*** EXCERPT PROVIDED

Heretics. Zealots and inquisitors. Uppity women and girls in the 13th century. Recipe for disaster? Oh boy, yes indeedy.
Dolssa is a young woman whose relationship with Jesus is so intense, he has become real to her. She can see him, sense him, feel him close to her. She is a mystic, and not one sanctioned by the church. She speaks his message to others and quickly lands in trouble with the Church, most particularly with Friar Lucien, an angry and toxic being who believes the only way to end her corrosive influence is to kill her. She and her mother are sentenced to burn at the stake.
Meanwhile, Botille and her sisters Plazensa and Sazia have finally landed in a town that seems to accept them and their drunk father figure. They run the tavern, tell fortunes and do a little matchmaking. They find ways to help out here and there, and they seem to have found a home after many years of instability.

******

REQUIREMENT A. In the passage about Dolssa, what are the names of Botille's sisters?
REQUIREMENT B. Reproduce the passage about Dolssa, starting with "Heretics. Zealots and" and going on through "at the stake.".
REQUIREMENT C. Carry the passage about Dolssa further, picking up after its final sentence.
The items that follow the passage about Dolssa aren't needed.

*** EXCERPTED RECORDS

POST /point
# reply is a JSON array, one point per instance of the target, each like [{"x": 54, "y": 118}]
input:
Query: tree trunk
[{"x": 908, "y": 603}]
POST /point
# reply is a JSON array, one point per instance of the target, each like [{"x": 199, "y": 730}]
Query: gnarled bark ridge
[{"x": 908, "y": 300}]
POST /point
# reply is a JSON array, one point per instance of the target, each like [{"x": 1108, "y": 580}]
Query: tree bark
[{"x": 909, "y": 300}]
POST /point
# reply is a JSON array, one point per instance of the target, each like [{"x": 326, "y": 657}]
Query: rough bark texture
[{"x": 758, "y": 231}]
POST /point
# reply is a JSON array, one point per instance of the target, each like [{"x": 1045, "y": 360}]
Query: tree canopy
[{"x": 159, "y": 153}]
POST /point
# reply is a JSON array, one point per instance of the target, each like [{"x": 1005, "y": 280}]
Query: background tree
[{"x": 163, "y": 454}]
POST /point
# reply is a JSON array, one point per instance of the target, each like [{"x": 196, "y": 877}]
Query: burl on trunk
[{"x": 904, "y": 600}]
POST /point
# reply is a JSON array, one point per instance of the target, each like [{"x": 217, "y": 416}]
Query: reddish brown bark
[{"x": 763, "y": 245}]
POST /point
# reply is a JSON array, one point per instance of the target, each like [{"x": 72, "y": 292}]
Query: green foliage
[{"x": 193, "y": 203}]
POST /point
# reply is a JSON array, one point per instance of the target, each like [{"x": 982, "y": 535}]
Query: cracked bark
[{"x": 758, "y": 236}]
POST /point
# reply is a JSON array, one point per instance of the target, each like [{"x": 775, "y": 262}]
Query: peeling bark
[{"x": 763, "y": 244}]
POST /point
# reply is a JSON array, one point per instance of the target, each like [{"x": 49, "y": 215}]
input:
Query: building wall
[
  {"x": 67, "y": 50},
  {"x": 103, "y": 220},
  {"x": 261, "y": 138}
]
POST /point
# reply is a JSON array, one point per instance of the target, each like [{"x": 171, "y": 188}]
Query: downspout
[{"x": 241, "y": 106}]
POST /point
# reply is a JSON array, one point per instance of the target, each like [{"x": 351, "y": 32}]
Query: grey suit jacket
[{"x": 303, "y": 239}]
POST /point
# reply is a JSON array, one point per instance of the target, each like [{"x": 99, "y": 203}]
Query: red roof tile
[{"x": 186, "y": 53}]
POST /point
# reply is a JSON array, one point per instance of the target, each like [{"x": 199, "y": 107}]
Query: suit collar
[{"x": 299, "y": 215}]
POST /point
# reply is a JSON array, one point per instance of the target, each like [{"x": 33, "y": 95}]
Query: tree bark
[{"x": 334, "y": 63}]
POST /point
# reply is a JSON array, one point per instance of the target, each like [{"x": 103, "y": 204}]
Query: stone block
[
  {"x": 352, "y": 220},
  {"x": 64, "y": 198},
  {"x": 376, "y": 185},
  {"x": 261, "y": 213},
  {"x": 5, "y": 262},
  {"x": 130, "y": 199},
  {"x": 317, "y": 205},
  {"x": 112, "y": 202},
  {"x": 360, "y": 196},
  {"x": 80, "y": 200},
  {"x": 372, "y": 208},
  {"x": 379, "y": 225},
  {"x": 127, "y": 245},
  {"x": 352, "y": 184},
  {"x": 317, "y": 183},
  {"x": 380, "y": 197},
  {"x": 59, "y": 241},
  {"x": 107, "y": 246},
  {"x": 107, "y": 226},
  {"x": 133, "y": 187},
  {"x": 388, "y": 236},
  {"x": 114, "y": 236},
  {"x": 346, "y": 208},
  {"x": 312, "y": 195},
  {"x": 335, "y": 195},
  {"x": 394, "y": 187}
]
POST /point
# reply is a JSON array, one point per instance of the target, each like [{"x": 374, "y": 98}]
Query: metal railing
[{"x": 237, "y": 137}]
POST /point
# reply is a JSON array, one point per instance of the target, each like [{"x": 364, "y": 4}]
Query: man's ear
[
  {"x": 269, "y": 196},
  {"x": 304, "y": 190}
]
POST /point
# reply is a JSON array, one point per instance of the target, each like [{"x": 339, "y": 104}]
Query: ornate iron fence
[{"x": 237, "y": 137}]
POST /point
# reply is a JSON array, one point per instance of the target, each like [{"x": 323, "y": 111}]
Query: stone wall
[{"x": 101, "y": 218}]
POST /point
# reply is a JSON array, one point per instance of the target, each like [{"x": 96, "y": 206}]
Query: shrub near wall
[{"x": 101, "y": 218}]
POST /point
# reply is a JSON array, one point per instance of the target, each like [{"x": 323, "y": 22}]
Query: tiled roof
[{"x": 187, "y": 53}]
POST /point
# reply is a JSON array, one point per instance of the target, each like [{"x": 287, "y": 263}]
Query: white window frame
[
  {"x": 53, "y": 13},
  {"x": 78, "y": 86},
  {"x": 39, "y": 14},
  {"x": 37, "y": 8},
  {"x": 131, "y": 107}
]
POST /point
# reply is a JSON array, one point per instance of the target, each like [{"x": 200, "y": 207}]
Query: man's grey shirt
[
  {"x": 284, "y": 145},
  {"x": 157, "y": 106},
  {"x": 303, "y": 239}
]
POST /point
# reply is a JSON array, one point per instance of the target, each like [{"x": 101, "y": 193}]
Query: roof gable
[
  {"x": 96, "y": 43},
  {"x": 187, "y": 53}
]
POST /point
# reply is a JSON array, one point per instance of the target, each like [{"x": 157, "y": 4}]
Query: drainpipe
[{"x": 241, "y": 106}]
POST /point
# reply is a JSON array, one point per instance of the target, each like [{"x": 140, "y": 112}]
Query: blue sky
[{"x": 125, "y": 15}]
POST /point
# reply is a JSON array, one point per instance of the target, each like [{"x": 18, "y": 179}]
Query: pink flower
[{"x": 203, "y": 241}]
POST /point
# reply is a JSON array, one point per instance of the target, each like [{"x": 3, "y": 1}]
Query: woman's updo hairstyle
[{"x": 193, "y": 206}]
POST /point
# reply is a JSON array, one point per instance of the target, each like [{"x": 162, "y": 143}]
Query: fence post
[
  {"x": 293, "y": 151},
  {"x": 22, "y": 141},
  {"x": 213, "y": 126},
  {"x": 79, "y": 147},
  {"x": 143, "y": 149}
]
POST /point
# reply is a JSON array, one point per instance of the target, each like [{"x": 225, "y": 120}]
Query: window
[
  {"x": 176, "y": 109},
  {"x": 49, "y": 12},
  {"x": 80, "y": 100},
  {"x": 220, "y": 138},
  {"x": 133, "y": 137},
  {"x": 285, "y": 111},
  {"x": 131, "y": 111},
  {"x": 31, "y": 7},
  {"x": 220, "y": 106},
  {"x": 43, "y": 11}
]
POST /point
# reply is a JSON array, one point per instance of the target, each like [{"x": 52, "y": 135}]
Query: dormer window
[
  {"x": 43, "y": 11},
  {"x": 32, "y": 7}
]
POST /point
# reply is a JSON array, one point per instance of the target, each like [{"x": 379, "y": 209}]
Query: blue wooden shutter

******

FINAL ANSWER A. Plazensa and Sazia.

FINAL ANSWER B.
Heretics. Zealots and inquisitors. Uppity women and girls in the 13th century. Recipe for disaster? Oh boy, yes indeedy.
Dolssa is a young woman whose relationship with Jesus is so intense, he has become real to her. She can see him, sense him, feel him close to her. She is a mystic, and not one sanctioned by the church. She speaks his message to others and quickly lands in trouble with the Church, most particularly with Friar Lucien, an angry and toxic being who believes the only way to end her corrosive influence is to kill her. She and her mother are sentenced to burn at the stake.

FINAL ANSWER C.
Then these lives intersect. And really, a happy ending is never all that likely, although there are moments of hope even at the very end. It’s clear that life for most strong women during the Middle Ages was not easy, because having an opinion or making your own life choices really didn’t fit into the plan the men in charge had for them. It’s not a quick read, but it’s worth the time it will take you. There are some really wonderful historical notes at the end of the book which explain the times more fully and provide more resources for anyone interested in learning more.
(As noted in the comments, this book was named a Michael L. Printz for Excellence in Young Adult Literature Honor book. The award winner was another favorite, March, Book 3 by John Lewis, Andrew Aydin and Nate Powell.)